• [Problem set]:
a - Decide whether each statement agrees with the XFS extent-swap patch: (i) the patch deletes more lines than it inserts; (ii) log recovery can finish the entire non-atomic extent swap; (iii) the new function accepts the copy-on-write fork as its fork argument. Answer each with yes or no and quote the words of the patch that decide it.
b - Carry on writing the XFS extent-swap patch, starting right after its last line.

• [Selected passage]:
From: Darrick J. Wong <darrick.wong@oracle.com>

The inner loop of xfs_swap_extents_rmap does the same work as
xfs_swapext_finish_one, so adapt it to use that.  Doing so has the side
benefit that the older code path no longer wastes its time remapping
shared extents.

Signed-off-by: Darrick J. Wong <darrick.wong@oracle.com>
---
 fs/xfs/libxfs/xfs_swapext.c |   46 +++++++++++++++
 fs/xfs/libxfs/xfs_swapext.h |    5 ++
 fs/xfs/xfs_bmap_util.c      |  136 +++----------------------------------------
 fs/xfs/xfs_trace.h          |    5 --
 4 files changed, 60 insertions(+), 132 deletions(-)


diff --git a/fs/xfs/libxfs/xfs_swapext.c b/fs/xfs/libxfs/xfs_swapext.c
index 6597c613fa3e..64083d48fb7d 100644
--- a/fs/xfs/libxfs/xfs_swapext.c
+++ b/fs/xfs/libxfs/xfs_swapext.c
@@ -433,3 +433,49 @@ xfs_swapext_atomic(
 	xfs_swapext_reflink_finish(*tpp, ip1, ip2, state);
 	return 0;
 }
+
+/*
+ * Swap a range of extents from one inode to another, non-atomically.
+ *
+ * Use deferred bmap log items swap a range of extents from one inode with
+ * another.  Overall extent swap progress is /not/ tracked through the log,
+ * which means that while log recovery can finish remapping a single extent,
+ * it cannot finish the entire operation.
+ */
+int
+xfs_swapext_deferred_bmap(
+	struct xfs_trans		**tpp,
+	struct xfs_inode		*ip1,
+	struct xfs_inode		*ip2,
+	int				whichfork,
+	xfs_fileoff_t			startoff1,
+	xfs_fileoff_t			startoff2,
+	xfs_filblks_t			blockcount,
+	unsigned int			flags)
+{
+	struct xfs_swapext_intent	sxi;
+	unsigned int			state;
+	int				error;
+
+	ASSERT(xfs_isilocked(ip1, XFS_ILOCK_EXCL));
+	ASSERT(xfs_isilocked(ip2, XFS_ILOCK_EXCL));
+	ASSERT(whichfork != XFS_COW_FORK);
+
+	state = xfs_swapext_reflink_prep(ip1, ip2, whichfork, startoff1,
+			startoff2, blockcount);
+
+	xfs_swapext_init_intent(&sxi, ip1, ip2, whichfork, startoff1, startoff2,
+			blockcount, flags);
+
+	while (sxi.si_blockcount > 0) {
+		error = xfs_swapext_finish_one(*tpp, &sxi);
+		if (error)
+			return error;
+		error = xfs_defer_finish(tpp);
+		if (error)

• [Dataset entries]:
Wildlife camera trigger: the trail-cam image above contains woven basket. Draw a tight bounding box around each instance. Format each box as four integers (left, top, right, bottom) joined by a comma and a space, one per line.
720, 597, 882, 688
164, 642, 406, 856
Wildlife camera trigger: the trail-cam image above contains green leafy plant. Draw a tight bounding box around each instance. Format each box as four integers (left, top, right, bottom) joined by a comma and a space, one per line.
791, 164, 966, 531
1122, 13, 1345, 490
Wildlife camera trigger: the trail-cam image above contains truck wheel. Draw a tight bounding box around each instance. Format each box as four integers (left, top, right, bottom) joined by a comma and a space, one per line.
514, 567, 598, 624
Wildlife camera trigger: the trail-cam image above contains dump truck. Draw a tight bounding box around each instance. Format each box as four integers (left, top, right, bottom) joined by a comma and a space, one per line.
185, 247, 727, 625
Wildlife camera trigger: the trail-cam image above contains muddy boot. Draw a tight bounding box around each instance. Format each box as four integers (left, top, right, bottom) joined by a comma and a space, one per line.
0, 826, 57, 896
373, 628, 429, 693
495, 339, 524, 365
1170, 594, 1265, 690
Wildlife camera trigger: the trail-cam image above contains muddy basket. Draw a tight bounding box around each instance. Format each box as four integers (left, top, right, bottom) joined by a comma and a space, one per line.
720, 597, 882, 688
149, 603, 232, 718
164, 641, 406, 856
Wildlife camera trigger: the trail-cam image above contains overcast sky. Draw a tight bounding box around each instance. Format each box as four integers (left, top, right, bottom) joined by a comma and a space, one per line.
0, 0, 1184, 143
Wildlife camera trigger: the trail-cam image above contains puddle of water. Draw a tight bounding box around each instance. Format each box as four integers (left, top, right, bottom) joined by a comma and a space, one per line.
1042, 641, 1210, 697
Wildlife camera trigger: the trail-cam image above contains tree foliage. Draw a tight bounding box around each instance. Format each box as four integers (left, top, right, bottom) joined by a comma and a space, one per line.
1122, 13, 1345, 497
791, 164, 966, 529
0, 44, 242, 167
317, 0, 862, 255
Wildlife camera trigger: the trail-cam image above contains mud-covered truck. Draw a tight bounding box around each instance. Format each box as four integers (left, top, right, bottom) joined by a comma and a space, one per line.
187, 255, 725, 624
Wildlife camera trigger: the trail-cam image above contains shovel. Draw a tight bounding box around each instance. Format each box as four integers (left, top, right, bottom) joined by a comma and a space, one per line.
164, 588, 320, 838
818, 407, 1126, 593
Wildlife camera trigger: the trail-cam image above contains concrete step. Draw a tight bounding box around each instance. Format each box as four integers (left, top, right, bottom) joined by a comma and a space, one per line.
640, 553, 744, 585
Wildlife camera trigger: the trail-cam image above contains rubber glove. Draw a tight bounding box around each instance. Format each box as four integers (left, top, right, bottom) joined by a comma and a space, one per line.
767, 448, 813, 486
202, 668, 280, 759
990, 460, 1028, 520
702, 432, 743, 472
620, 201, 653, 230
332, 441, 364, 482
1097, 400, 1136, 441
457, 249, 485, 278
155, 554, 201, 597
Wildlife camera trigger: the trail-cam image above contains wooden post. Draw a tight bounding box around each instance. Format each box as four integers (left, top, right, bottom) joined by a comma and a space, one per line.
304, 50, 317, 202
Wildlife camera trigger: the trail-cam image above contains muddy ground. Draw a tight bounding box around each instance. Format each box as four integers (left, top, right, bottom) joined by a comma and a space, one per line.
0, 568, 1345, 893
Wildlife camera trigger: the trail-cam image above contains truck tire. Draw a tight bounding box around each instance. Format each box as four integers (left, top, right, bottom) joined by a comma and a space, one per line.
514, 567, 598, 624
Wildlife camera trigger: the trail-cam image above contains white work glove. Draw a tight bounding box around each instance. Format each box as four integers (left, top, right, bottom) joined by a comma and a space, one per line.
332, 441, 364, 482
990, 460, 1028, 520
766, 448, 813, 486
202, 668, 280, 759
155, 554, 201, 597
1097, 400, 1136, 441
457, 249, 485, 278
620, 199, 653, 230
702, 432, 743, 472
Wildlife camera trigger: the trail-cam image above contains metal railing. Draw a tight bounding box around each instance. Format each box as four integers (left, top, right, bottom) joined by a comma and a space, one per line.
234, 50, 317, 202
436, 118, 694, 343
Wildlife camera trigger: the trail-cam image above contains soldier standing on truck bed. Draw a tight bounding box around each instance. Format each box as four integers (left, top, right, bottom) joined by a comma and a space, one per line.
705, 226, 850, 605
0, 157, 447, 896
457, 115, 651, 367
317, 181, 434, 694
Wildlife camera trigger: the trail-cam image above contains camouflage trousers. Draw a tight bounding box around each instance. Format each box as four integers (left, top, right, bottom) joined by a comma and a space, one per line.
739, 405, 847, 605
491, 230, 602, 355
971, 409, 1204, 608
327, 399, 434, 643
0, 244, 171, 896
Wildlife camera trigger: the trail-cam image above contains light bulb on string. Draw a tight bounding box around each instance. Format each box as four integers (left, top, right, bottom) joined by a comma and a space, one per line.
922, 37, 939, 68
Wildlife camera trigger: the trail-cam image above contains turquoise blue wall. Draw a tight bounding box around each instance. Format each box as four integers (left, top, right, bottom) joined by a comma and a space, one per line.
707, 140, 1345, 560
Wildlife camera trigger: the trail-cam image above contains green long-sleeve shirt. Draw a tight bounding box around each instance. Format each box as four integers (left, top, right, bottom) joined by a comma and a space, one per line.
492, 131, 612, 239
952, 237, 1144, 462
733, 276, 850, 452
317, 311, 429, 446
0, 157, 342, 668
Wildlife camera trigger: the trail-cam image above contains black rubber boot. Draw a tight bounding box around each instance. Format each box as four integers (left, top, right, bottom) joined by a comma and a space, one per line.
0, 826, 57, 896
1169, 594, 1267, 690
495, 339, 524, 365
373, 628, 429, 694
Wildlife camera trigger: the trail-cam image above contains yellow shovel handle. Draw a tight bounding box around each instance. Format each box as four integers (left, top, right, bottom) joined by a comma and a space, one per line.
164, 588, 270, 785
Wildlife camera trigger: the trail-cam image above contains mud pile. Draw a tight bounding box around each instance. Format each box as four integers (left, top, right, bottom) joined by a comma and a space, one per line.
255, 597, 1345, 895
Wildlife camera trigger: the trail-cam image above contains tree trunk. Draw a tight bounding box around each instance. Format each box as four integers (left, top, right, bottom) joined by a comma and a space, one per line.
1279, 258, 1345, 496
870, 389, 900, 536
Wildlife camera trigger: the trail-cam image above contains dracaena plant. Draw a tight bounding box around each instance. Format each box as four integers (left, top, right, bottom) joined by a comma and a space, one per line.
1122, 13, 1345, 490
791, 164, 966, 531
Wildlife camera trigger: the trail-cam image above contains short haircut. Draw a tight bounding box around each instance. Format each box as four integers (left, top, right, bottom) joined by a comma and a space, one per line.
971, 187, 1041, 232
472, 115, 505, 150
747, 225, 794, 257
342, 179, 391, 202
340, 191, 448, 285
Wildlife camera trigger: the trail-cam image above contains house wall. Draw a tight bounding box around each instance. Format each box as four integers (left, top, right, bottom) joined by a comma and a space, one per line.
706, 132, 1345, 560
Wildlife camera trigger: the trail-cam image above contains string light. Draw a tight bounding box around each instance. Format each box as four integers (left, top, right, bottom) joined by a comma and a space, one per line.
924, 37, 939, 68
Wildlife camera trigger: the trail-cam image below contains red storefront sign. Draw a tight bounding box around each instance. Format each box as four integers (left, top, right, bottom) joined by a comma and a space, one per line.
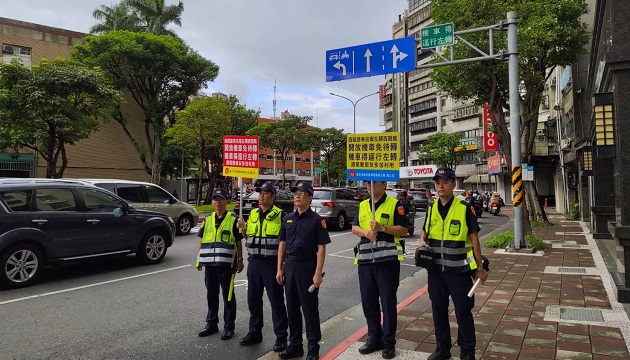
483, 104, 499, 151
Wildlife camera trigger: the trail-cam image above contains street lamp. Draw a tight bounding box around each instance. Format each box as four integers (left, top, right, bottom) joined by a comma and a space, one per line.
330, 91, 379, 134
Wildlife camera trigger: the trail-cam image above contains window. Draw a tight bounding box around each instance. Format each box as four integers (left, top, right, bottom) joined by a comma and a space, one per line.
116, 184, 145, 202
2, 190, 32, 211
144, 185, 171, 204
35, 188, 76, 211
79, 189, 123, 213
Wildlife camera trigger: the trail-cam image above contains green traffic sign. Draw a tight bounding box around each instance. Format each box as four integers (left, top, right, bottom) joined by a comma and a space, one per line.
420, 23, 455, 49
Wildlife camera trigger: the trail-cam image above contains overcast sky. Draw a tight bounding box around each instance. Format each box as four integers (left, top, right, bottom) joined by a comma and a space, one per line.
2, 0, 407, 133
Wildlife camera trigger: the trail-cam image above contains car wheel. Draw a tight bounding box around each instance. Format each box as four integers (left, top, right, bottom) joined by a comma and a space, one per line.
176, 214, 193, 235
0, 244, 43, 288
136, 230, 166, 264
337, 213, 346, 230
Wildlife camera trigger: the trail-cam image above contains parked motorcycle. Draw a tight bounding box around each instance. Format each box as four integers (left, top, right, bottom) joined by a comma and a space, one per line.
490, 202, 501, 216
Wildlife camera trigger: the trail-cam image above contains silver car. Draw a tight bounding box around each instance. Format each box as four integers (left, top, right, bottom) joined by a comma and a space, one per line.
311, 187, 361, 230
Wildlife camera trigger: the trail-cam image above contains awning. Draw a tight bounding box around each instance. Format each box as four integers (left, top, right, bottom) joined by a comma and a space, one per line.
464, 174, 494, 184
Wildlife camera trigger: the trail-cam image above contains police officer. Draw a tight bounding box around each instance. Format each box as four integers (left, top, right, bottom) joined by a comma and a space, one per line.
240, 182, 288, 352
352, 181, 407, 359
418, 167, 488, 360
276, 182, 330, 360
196, 188, 243, 340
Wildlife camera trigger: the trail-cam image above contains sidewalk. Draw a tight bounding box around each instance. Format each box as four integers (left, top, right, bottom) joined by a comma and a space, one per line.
322, 209, 630, 360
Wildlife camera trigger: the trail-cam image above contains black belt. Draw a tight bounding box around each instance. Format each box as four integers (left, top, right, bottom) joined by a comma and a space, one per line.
286, 254, 317, 261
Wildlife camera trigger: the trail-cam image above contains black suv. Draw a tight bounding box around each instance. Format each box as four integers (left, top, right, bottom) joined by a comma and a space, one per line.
0, 179, 175, 288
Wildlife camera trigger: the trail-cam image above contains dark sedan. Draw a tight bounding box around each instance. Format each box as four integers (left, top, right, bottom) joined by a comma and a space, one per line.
234, 190, 295, 219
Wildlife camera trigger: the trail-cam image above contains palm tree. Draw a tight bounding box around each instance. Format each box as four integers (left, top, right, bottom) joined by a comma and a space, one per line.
123, 0, 184, 37
90, 0, 142, 34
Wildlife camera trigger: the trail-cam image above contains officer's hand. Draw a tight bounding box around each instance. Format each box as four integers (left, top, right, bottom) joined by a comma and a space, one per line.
475, 268, 488, 285
365, 230, 376, 241
313, 274, 324, 288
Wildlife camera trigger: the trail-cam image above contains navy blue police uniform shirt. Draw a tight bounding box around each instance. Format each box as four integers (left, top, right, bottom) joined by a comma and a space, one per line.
422, 196, 481, 234
278, 208, 330, 260
352, 194, 408, 227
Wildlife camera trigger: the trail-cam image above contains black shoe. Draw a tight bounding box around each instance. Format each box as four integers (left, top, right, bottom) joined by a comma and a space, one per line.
278, 346, 304, 359
221, 329, 234, 340
273, 339, 287, 352
197, 324, 219, 337
427, 344, 451, 360
381, 348, 396, 359
239, 331, 262, 346
459, 349, 475, 360
359, 339, 383, 355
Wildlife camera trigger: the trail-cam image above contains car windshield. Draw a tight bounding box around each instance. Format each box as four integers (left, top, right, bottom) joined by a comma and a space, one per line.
313, 190, 332, 200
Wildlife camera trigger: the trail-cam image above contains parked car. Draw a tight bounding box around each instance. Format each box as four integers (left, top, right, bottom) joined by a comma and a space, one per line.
234, 190, 295, 219
311, 187, 361, 230
408, 188, 433, 210
0, 179, 175, 288
81, 179, 199, 235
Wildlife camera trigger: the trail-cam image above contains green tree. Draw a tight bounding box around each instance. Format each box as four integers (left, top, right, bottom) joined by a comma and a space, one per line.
72, 31, 219, 183
90, 0, 142, 34
308, 128, 346, 186
246, 115, 313, 184
0, 59, 122, 178
166, 98, 232, 205
418, 132, 466, 170
431, 0, 588, 222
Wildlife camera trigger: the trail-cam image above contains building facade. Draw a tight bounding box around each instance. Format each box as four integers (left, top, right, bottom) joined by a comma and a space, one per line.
0, 17, 151, 181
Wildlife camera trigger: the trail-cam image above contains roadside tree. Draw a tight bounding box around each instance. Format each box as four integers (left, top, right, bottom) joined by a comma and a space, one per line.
431, 0, 588, 223
72, 31, 219, 183
0, 59, 122, 178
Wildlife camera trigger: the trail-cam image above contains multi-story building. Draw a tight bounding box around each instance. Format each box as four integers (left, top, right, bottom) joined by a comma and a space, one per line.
0, 17, 151, 181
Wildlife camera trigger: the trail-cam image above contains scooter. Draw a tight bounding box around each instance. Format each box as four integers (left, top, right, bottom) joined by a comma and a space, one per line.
490, 202, 501, 216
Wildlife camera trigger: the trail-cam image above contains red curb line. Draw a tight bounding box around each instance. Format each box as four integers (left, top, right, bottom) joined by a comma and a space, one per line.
320, 285, 429, 360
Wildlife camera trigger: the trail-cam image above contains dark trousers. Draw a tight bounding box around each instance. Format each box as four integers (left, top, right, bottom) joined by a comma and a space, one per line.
359, 260, 400, 348
428, 269, 477, 350
204, 266, 236, 330
284, 259, 322, 355
247, 256, 288, 341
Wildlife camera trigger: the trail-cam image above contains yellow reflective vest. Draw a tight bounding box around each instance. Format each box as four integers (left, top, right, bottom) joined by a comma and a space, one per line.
425, 198, 477, 272
197, 212, 236, 266
354, 195, 403, 264
245, 205, 282, 258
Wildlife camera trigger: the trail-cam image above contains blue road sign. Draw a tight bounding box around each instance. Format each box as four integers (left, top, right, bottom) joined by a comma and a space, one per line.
326, 36, 416, 82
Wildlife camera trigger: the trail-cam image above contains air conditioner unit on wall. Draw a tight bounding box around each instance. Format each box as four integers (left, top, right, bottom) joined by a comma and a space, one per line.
2, 45, 14, 54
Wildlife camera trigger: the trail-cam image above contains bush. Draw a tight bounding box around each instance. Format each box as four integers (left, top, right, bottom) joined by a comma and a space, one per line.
484, 231, 547, 251
567, 202, 580, 220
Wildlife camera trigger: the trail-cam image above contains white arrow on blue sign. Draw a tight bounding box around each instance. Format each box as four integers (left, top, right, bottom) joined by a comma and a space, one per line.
326, 36, 416, 82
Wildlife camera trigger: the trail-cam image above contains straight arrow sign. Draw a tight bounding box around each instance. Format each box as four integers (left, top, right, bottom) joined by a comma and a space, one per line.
363, 49, 372, 72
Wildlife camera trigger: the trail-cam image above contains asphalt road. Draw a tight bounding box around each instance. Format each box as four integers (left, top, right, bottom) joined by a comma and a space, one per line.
0, 212, 509, 360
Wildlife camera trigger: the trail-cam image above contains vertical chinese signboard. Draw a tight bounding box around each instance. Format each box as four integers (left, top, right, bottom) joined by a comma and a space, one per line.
223, 135, 258, 179
483, 104, 499, 151
346, 132, 400, 182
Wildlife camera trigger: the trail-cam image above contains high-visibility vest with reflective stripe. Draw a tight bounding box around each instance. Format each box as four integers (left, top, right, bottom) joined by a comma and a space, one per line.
197, 212, 236, 266
354, 195, 403, 264
427, 199, 477, 272
245, 205, 282, 258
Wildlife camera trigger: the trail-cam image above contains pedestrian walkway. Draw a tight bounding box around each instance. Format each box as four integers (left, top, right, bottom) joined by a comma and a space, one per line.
322, 212, 630, 360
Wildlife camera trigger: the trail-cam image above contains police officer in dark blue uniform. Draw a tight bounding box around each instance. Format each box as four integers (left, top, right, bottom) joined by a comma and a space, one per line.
276, 182, 330, 360
240, 182, 288, 352
352, 181, 407, 359
196, 188, 243, 340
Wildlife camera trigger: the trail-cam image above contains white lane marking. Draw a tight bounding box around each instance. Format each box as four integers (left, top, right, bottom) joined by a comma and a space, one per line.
0, 265, 192, 305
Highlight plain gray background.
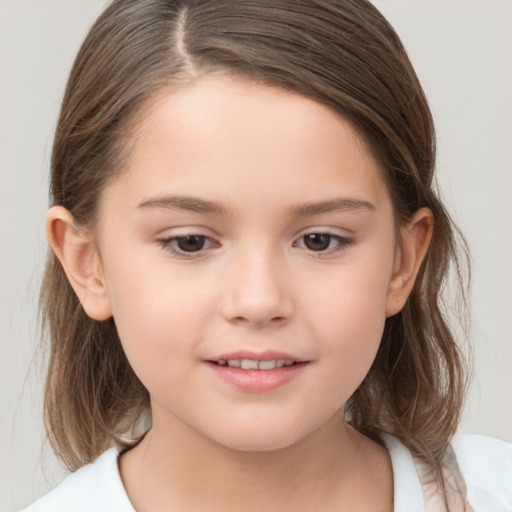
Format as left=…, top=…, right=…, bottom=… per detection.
left=0, top=0, right=512, bottom=511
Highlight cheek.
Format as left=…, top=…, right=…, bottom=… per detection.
left=102, top=252, right=214, bottom=380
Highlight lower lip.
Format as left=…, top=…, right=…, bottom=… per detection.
left=207, top=362, right=308, bottom=393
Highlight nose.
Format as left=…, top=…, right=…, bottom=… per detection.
left=222, top=246, right=293, bottom=326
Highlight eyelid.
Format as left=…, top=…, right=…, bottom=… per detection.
left=155, top=232, right=221, bottom=259
left=293, top=227, right=354, bottom=258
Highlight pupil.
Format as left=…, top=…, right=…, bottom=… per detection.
left=304, top=233, right=331, bottom=251
left=177, top=235, right=205, bottom=252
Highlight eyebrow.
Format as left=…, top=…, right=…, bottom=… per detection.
left=293, top=198, right=376, bottom=217
left=139, top=196, right=376, bottom=217
left=139, top=196, right=228, bottom=215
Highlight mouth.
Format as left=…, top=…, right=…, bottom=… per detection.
left=208, top=358, right=307, bottom=371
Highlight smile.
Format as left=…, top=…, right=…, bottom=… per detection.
left=205, top=350, right=311, bottom=393
left=216, top=359, right=297, bottom=371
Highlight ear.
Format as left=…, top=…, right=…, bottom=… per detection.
left=386, top=208, right=434, bottom=317
left=46, top=206, right=112, bottom=320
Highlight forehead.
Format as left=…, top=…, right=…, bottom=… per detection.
left=113, top=76, right=388, bottom=214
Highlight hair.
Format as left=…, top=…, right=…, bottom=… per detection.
left=41, top=0, right=469, bottom=482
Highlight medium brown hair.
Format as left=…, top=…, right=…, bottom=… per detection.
left=41, top=0, right=466, bottom=478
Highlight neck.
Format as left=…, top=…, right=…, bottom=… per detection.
left=120, top=411, right=392, bottom=512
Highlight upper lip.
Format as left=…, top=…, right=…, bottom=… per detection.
left=208, top=350, right=306, bottom=363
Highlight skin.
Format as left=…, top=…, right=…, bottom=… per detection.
left=48, top=76, right=432, bottom=512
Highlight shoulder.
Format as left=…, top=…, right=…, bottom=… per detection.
left=450, top=435, right=512, bottom=512
left=22, top=448, right=135, bottom=512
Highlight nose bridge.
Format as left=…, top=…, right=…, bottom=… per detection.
left=224, top=240, right=292, bottom=324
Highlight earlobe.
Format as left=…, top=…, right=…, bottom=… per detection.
left=46, top=206, right=112, bottom=321
left=386, top=208, right=434, bottom=317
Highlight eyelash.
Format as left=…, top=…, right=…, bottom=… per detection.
left=157, top=231, right=353, bottom=259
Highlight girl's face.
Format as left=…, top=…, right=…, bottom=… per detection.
left=96, top=77, right=401, bottom=450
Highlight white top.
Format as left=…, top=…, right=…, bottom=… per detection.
left=22, top=435, right=512, bottom=512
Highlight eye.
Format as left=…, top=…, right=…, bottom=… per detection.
left=174, top=235, right=208, bottom=252
left=158, top=234, right=216, bottom=257
left=296, top=233, right=351, bottom=252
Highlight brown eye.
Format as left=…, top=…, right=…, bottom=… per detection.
left=175, top=235, right=206, bottom=252
left=304, top=233, right=334, bottom=252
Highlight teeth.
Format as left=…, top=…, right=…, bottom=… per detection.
left=240, top=359, right=258, bottom=370
left=217, top=359, right=295, bottom=370
left=258, top=361, right=276, bottom=370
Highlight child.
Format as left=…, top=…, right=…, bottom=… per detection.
left=22, top=0, right=512, bottom=512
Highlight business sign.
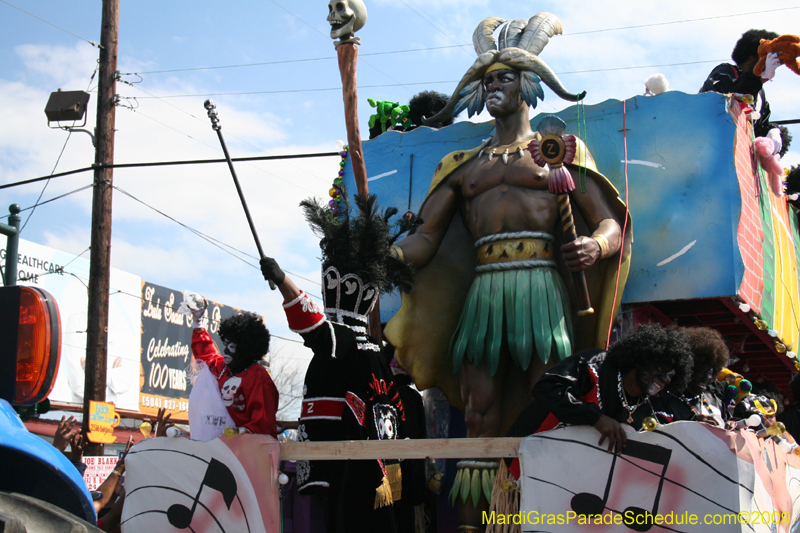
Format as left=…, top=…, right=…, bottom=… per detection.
left=86, top=400, right=120, bottom=444
left=82, top=455, right=119, bottom=490
left=0, top=239, right=142, bottom=411
left=139, top=281, right=250, bottom=418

• [Exercise results]:
a -
(i) Yes: "60 insertions(+), 132 deletions(-)"
(ii) No: "it cannot finish the entire operation"
(iii) No: "ASSERT(whichfork != XFS_COW_FORK);"

b -
+			return error;
+	}
+
+	xfs_swapext_reflink_finish(*tpp, ip1, ip2, state);
+	return 0;
+}
diff --git a/fs/xfs/libxfs/xfs_swapext.h b/fs/xfs/libxfs/xfs_swapext.h
index af1893f37d39..f4146f55a4c9 100644
--- a/fs/xfs/libxfs/xfs_swapext.h
+++ b/fs/xfs/libxfs/xfs_swapext.h
@@ -54,4 +54,9 @@ int xfs_swapext_atomic(struct xfs_trans **tpp, struct xfs_inode *ip1,
 		xfs_fileoff_t startoff2, xfs_filblks_t blockcount,
 		unsigned int flags);
 
+int xfs_swapext_deferred_bmap(struct xfs_trans **tpp, struct xfs_inode *ip1,
+		struct xfs_inode *ip2, int whichfork, xfs_fileoff_t startoff1,
+		xfs_fileoff_t startoff2, xfs_filblks_t blockcount,
+		unsigned int flags);
+
 #endif /* __XFS_SWAPEXT_H_ */
diff --git a/fs/xfs/xfs_bmap_util.c b/fs/xfs/xfs_bmap_util.c
index 72aebf7ed42d..d1351f0176a3 100644
--- a/fs/xfs/xfs_bmap_util.c
+++ b/fs/xfs/xfs_bmap_util.c
@@ -1351,131 +1351,6 @@ xfs_swap_extent_flush(
 	return 0;
 }
 
-/*
- * Move extents from one file to another, when rmap is enabled.
- */
-STATIC int
-xfs_swap_extent_rmap(
-	struct xfs_trans		**tpp,
-	struct xfs_inode		*ip,
-	struct xfs_inode		*tip)
-{
-	struct xfs_trans		*tp = *tpp;
-	struct xfs_bmbt_irec		irec;
-	struct xfs_bmbt_irec		uirec;
-	struct xfs_bmbt_irec		tirec;
-	xfs_fileoff_t			offset_fsb;
-	xfs_fileoff_t			end_fsb;
-	xfs_filblks_t			count_fsb;
-	int				error;
-	xfs_filblks_t			ilen;
-	xfs_filblks_t			rlen;
-	int				nimaps;
-	uint64_t			tip_flags2;
-
-	/*
-	 * If the source file has shared blocks, we must flag the donor
-	 * file as having shared blocks so that we get the shared-block
-	 * rmap functions when we go to fix up the rmaps.  The flags
-	 * will be switch for reals later.
-	 */
-	tip_flags2 = tip->i_d.di_flags2;
-	if (ip->i_d.di_flags2 & XFS_DIFLAG2_REFLINK)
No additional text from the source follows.